Current business situation

Economic growth in Sweden is gaining speed ahead of many European peers, helped by buoyant household consumption and supportive macroeconomic policies. Inflation is low, reflecting global commodity price trends and a still strong krona. Domestically, lower imported energy prices and moderate nominal wage growth along with strong productivity gains have reduced cost pressures. (Source: IMF Country Report No. 14/261, Sweden, August 2014)

Business culture

Generally speaking business culture in Sweden is similar to that in Australia. There are differences and the following will assist in developing good relationships, which include:

  • It is advisable to seek appointments well in advance of your visit.
  • Punctuality is required both for business and social appointments.
  • General greetings are by handshake, stating clearly both your first name and surname.
  • It is customary to offer your business card at the commencement of a meeting.
  • Decision-making is frequently by consensus, on the spot decisions are rare.
  • The annual vacation period occurs from late June to beginning of August, appointments will be difficult to arrange and applies to the Christmas and New Year period.

Setting up in Market

Sweden’s trade and investment body has establishment guides for those considering setting up a business.

Banking and finance

In December 2013, Sweden had a total of 118 banks and the financial sector is one of the most important growth industries. The four largest banks, account for 75 per cent of the total market:

  • Swedbank
  • Handelsbanken
  • Nordea
  • SEB.
────────
Problems and tasks>
**A)** According to the Sweden business overview, how many banks did Sweden have in December 2013?
**B)** Continue the Sweden business overview from its list of the four largest banks onward.

Data provided>
────────
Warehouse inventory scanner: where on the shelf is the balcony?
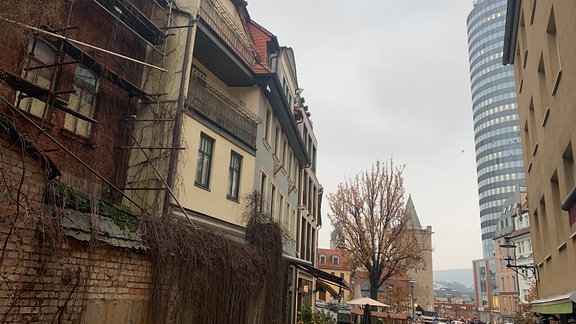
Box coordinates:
[200,0,256,67]
[186,69,259,149]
────────
Answers provided>
**A)** 118

**B)**
(Source: Swedish Bankers’ Associaton)

Links and resources

Government, business and trade

Business Sweden
The official site of Sweden
The National Board of Trade
Swedish Customs
Swedish Parliament

News and media

Dagens Nyheter (Swedish only)
Svenska Dagbladet (Swedish only)
Dagens Industri (Swedish only)
Scandinavia Now
The Local

Please note: this list of websites and resources is not definitive. Inclusion in this list does not imply endorsement by Austrade. The information provided is a guide only.

icon Business Risk

OECD Guidelines for Multinational Enterprises

Multinational Enterprises should be aware of the OECD Guidelines for Multinational Enterprises that provide voluntary principles and standards for responsible business behaviour in a variety of areas, consistent with applicable domestic laws. These Guidelines are endorsed and promoted by the Australian Government. For more information, go to the AusNCP website.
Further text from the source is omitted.